_What is asked_.
1. Reproduce the part of the WSe2 transistor summary that opens with the words containing "WSe2 light-emitting tunneling transistors with" and closes with "advancing optoelectronic applications.".
2. In the WSe2 transistor summary, what EQE do the WSe2 devices reach at room temperature?

_Page excerpt_.
════════════════════
WSe2 light-emitting tunneling transistors with enhanced brightness at room temperature
F. Withers, O. Del Pozo-Zamudio, S. Schwarz, S. Dufferwiel, P. M., Walker, T. Godde, A. P. Rooney, A. Gholinia, C. R. Woods, P. Blake, S. J., Haigh, K. Watanabe, T. Taniguchi, I. L. Aleiner, A. K. Geim, V. I. Falko, A., I. Tartakovskii, K. S. Novoselov

TL;DR
This paper demonstrates that WSe2 light-emitting tunneling transistors exhibit significantly enhanced brightness at room temperature, with an EQE of 5%, outperforming previous MoS2 and MoSe2 devices due to unique spin-orbit effects.
Contribution
It reveals the temperature-dependent EQE behavior of WSe2 heterostructures and attributes the enhancement to spin-orbit splitting differences, advancing optoelectronic applications.
Findings
WSe2 devices reach 5% EQE at room temperature.
WSe2 EQE increases with temperature, unlike MoS2 and MoSe2.
Spin-orbit splitting causes the dark exciton state in WSe2.
════════════════════
_Records supplied_.

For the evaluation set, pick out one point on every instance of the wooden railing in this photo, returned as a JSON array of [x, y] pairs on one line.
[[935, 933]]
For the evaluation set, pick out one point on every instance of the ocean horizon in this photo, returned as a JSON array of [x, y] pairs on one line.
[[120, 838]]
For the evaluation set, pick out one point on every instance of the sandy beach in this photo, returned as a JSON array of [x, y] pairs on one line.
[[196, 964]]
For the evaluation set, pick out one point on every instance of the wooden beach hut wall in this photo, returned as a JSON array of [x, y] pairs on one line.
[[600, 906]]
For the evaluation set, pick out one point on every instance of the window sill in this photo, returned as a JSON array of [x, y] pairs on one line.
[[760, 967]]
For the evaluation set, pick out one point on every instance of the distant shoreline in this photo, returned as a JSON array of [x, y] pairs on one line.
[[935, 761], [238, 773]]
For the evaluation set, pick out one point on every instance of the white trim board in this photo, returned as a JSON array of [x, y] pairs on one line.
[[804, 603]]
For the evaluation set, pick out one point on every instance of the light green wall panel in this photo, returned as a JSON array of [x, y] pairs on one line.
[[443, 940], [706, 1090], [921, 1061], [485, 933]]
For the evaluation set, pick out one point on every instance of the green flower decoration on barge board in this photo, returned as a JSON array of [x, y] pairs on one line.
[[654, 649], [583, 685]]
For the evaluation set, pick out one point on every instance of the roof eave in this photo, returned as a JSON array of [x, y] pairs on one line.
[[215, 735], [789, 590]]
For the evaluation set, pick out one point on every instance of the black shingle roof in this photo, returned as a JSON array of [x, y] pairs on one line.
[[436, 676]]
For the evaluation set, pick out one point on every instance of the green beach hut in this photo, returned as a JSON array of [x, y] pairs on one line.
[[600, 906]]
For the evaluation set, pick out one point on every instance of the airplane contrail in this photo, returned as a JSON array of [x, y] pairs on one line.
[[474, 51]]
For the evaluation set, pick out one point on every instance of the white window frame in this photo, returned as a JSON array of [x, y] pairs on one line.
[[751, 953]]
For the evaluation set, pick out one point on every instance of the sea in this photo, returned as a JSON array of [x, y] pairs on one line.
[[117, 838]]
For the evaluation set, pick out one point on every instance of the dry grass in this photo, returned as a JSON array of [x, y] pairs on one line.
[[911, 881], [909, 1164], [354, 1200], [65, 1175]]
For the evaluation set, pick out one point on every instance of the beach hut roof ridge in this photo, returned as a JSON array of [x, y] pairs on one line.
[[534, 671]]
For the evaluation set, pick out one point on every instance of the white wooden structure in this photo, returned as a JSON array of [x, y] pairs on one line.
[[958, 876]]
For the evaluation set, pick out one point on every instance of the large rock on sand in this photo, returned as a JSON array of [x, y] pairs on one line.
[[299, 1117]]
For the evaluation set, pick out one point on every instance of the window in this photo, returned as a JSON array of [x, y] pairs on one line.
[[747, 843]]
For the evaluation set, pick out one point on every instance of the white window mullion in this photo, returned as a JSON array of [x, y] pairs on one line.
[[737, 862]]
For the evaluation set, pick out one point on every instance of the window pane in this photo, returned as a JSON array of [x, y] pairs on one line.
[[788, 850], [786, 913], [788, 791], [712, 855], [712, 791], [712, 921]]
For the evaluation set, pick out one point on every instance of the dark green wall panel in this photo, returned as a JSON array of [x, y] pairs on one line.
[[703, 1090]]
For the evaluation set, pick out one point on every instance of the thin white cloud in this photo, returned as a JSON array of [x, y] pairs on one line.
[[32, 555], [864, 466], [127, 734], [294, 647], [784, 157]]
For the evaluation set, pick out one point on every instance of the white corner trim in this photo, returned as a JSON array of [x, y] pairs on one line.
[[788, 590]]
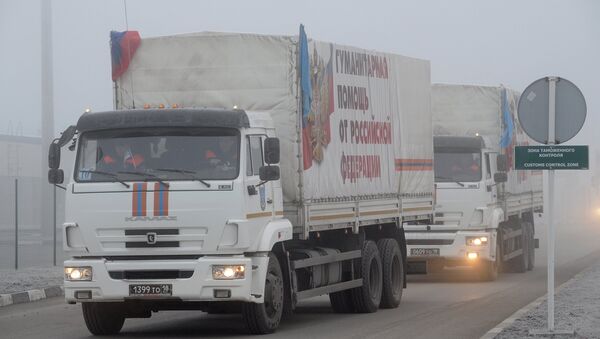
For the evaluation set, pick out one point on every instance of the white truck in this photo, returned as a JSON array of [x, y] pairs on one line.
[[484, 208], [181, 198]]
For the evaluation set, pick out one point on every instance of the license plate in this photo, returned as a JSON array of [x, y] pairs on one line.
[[153, 290], [425, 252]]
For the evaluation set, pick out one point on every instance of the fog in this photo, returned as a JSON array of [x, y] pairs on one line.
[[473, 42]]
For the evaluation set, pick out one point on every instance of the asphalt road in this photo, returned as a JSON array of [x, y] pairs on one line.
[[448, 305]]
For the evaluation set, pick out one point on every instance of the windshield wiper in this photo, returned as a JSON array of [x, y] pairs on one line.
[[450, 179], [147, 175], [191, 174], [108, 174]]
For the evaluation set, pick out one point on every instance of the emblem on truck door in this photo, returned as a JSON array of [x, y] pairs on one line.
[[139, 203], [151, 238]]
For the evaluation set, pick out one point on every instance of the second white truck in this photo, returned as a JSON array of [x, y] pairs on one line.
[[484, 208]]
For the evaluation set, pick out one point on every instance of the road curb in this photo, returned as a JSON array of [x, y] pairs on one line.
[[30, 295], [519, 313]]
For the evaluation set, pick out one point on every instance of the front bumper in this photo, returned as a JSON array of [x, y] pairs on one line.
[[452, 245], [199, 287]]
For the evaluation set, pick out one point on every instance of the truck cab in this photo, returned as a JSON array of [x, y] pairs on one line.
[[176, 204], [468, 181]]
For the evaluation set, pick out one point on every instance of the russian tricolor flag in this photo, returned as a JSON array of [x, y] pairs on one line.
[[122, 47]]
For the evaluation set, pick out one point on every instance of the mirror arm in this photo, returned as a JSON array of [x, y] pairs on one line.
[[261, 183]]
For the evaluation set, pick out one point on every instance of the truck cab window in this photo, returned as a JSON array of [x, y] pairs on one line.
[[457, 165], [488, 167], [159, 153]]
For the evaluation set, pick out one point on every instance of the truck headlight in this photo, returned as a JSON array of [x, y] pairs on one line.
[[477, 241], [78, 273], [228, 272]]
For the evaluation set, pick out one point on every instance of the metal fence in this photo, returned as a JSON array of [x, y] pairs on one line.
[[27, 239]]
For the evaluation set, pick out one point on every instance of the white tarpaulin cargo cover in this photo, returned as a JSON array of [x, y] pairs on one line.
[[368, 133], [467, 110]]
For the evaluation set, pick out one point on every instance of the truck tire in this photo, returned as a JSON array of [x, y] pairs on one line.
[[488, 270], [103, 318], [341, 302], [393, 273], [531, 243], [519, 264], [265, 317], [366, 299]]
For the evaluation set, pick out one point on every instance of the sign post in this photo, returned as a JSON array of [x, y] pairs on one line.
[[551, 111]]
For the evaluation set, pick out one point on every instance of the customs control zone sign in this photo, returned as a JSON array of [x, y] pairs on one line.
[[551, 158]]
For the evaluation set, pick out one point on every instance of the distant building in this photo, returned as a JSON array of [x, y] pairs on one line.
[[20, 156]]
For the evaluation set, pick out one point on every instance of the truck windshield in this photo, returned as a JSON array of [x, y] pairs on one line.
[[457, 165], [157, 154]]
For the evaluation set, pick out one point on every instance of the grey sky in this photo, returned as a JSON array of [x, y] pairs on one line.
[[476, 42]]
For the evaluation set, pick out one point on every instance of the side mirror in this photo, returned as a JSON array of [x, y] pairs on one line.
[[268, 173], [56, 176], [501, 163], [500, 177], [271, 151], [67, 135], [54, 156]]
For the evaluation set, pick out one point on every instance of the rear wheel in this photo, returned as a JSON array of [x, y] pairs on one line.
[[531, 243], [519, 264], [103, 318], [488, 270], [393, 273], [366, 299], [264, 318]]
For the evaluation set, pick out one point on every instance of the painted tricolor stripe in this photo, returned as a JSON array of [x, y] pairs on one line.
[[161, 199], [414, 164], [138, 201]]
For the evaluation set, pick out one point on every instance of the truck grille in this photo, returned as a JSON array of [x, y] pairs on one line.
[[145, 244], [429, 241], [115, 239], [143, 275]]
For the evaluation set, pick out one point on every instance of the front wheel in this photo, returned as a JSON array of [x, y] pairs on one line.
[[366, 299], [393, 273], [488, 270], [103, 318], [264, 318]]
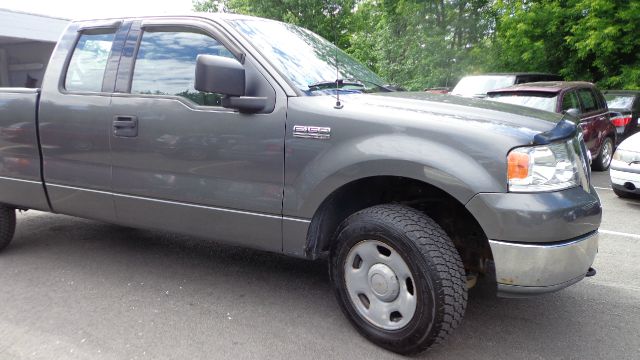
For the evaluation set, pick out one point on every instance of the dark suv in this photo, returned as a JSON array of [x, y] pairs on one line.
[[625, 110], [479, 85], [578, 98]]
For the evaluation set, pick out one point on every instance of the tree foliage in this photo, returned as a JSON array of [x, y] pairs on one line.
[[429, 43]]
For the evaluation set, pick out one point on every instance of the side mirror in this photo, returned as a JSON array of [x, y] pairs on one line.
[[226, 76], [220, 75]]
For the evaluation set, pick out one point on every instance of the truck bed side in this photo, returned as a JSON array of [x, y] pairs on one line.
[[20, 166]]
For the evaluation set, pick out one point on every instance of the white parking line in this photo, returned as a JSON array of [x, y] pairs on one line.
[[635, 236]]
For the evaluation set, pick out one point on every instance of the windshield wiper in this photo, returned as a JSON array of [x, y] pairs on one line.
[[334, 84]]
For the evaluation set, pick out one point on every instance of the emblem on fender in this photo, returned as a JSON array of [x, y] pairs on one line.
[[311, 132]]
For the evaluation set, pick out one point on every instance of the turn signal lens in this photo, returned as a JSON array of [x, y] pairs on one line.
[[517, 165], [544, 168]]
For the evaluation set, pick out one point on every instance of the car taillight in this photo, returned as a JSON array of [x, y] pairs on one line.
[[621, 120]]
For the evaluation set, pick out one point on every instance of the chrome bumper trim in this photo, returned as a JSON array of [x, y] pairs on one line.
[[527, 269]]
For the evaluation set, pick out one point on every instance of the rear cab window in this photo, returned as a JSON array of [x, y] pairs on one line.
[[85, 72], [570, 101], [588, 100], [618, 101]]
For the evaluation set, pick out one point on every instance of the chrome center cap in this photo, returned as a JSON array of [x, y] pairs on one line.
[[383, 282]]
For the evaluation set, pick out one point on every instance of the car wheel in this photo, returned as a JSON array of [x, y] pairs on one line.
[[7, 225], [398, 278], [603, 160]]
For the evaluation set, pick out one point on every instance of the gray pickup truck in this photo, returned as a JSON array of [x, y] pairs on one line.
[[236, 129]]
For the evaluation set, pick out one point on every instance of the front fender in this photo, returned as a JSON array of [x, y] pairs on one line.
[[437, 164]]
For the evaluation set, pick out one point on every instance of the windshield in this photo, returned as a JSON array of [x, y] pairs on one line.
[[619, 101], [307, 59], [479, 85], [542, 101]]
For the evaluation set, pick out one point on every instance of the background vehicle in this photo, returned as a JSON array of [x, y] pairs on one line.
[[229, 128], [581, 99], [625, 168], [625, 109], [479, 85]]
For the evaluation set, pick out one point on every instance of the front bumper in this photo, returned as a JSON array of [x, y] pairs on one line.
[[525, 269]]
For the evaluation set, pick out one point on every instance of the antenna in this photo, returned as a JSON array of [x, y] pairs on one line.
[[335, 43]]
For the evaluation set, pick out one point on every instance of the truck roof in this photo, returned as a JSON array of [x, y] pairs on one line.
[[544, 86]]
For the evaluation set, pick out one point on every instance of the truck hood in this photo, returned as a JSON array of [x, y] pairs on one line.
[[527, 121]]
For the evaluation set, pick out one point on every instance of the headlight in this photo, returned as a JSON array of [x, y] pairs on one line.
[[626, 156], [543, 168]]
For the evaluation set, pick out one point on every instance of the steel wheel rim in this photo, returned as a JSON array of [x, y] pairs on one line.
[[369, 272], [606, 152]]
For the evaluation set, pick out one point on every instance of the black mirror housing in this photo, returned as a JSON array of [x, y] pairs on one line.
[[221, 75]]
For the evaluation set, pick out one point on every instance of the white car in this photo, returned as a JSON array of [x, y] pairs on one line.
[[625, 168]]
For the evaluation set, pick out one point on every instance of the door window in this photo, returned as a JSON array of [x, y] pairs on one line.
[[570, 101], [89, 61], [588, 100], [166, 63]]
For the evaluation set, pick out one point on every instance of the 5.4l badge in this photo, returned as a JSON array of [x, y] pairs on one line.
[[311, 132]]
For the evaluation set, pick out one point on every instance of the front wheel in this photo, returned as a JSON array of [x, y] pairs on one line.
[[398, 278], [603, 160]]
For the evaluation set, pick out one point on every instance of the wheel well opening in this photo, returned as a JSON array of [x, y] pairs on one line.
[[463, 229]]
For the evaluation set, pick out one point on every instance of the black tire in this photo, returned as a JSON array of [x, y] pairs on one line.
[[602, 161], [436, 267], [7, 225]]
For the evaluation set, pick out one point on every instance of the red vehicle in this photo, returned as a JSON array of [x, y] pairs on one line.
[[581, 99]]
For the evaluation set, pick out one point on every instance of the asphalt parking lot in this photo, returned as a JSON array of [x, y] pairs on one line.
[[79, 289]]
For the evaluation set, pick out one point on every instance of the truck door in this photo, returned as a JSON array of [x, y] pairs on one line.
[[181, 161], [75, 119]]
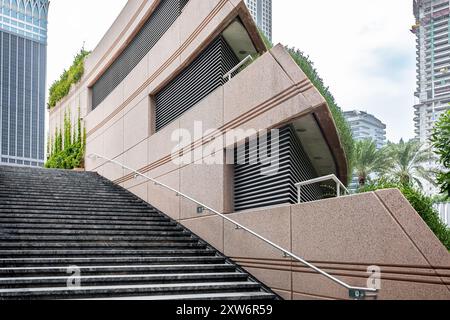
════════════════════
_Written responses_.
1.
WSe2 light-emitting tunneling transistors with enhanced brightness at room temperature
F. Withers, O. Del Pozo-Zamudio, S. Schwarz, S. Dufferwiel, P. M., Walker, T. Godde, A. P. Rooney, A. Gholinia, C. R. Woods, P. Blake, S. J., Haigh, K. Watanabe, T. Taniguchi, I. L. Aleiner, A. K. Geim, V. I. Falko, A., I. Tartakovskii, K. S. Novoselov

TL;DR
This paper demonstrates that WSe2 light-emitting tunneling transistors exhibit significantly enhanced brightness at room temperature, with an EQE of 5%, outperforming previous MoS2 and MoSe2 devices due to unique spin-orbit effects.
Contribution
It reveals the temperature-dependent EQE behavior of WSe2 heterostructures and attributes the enhancement to spin-orbit splitting differences, advancing optoelectronic applications.

2. 5%